(Stored items)

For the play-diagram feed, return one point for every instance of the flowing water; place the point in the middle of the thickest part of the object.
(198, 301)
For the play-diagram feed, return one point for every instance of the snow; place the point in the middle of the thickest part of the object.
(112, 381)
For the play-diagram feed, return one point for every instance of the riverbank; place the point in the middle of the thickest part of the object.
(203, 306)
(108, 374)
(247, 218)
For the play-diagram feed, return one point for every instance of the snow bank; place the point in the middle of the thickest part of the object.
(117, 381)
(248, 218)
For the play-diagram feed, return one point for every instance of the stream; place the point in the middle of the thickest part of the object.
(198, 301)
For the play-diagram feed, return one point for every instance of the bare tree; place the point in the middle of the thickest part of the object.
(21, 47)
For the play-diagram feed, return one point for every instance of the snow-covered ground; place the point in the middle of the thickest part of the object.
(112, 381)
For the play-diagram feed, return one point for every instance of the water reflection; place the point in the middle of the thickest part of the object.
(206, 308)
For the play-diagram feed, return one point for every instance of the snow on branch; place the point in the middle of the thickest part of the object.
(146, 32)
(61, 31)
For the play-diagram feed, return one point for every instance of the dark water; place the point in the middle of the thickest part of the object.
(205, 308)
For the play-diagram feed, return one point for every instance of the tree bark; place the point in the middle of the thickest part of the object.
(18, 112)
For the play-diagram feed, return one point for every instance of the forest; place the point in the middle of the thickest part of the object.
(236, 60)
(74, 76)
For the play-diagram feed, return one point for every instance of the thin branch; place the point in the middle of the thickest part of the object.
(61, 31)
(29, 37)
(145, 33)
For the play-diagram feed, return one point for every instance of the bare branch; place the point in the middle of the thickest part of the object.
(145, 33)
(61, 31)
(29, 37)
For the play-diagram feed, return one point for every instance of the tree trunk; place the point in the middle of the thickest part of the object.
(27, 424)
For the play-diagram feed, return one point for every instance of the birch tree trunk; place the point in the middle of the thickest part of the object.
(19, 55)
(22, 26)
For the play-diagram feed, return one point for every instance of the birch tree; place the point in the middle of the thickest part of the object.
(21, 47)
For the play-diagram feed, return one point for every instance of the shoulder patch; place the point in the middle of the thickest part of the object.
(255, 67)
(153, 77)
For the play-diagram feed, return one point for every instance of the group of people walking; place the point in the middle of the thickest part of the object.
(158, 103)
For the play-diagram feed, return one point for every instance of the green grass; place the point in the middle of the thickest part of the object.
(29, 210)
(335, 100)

> **How to complete this task**: Each line above must be returned exactly as written.

> **Answer box**:
For the play-diagram feed, return one point for every instance of the flowing water; place the point in the middle of the thickest part of the object.
(198, 301)
For the play-diagram feed, return one point for every instance of the snow; place the point in the middle of the thickest part of the object.
(112, 381)
For the play-diagram feed, return one point for every instance of the riverbank; place the point in the middle of the thickest part of the object.
(203, 306)
(108, 374)
(247, 218)
For the play-diagram feed, return one point for every instance of the snow bank; place the point in the middle of the thickest part of the object.
(117, 381)
(248, 218)
For the play-diagram feed, return one point for every instance of the stream; place the point in the middle of the thickest part of the object.
(198, 301)
For the play-diagram feed, return one point for every instance of the bare tree; place the point in the middle of the thickest part of the object.
(21, 47)
For the play-diagram feed, return one point for every instance of the snow-covered ground; place the point in the middle of the thickest part of the object.
(112, 381)
For the play-diagram feed, return one point for every instance of the water reflection; place the point in the middle of the thickest part of the object.
(206, 308)
For the play-diagram feed, return one point for every instance of the snow on branch; place the point in the middle of the thickest part of the object.
(146, 32)
(61, 31)
For the play-diagram feed, return one point for every instance of the dark water; place the point in the middle of the thickest part of the object.
(205, 308)
For the play-diagram feed, return one point for every instance of the tree bark; place the point in the middle of the thickest part of the object.
(18, 112)
For the play-diagram feed, return one point for every instance of the forest; place the point in the middle of the thickest part of the object.
(236, 60)
(74, 76)
For the play-diagram feed, return one point for every instance of the thin branch; place the point in the middle of the thickest part of the object.
(61, 31)
(29, 37)
(145, 33)
For the play-diagram feed, return one point for every instance of the bare branch; place the point in the middle of the thickest part of the object.
(145, 33)
(61, 31)
(29, 37)
For the play-diagram feed, return one point for every instance of the tree trunk; place the point in the middle of the thickest part of the object.
(27, 424)
For the play-diagram feed, return one point for every instance of the birch tree trunk; place the point in the middle of the thickest part of the object.
(19, 55)
(22, 26)
For the play-diagram feed, return one point for every instance of the birch tree; place the point in the middle of the thickest part of the object.
(21, 47)
For the play-diagram feed, return one point for every instance of the shoulder patch; place the point in the middle of the thickest part of the object.
(255, 67)
(153, 77)
For the play-diagram feed, return one point for every instance of the group of people walking; place the point in the middle of the thickest part of the object.
(158, 103)
For the play-diagram feed, return one point for every instance of the green grass; place the point in the middle of the thickest part of the object.
(29, 210)
(335, 100)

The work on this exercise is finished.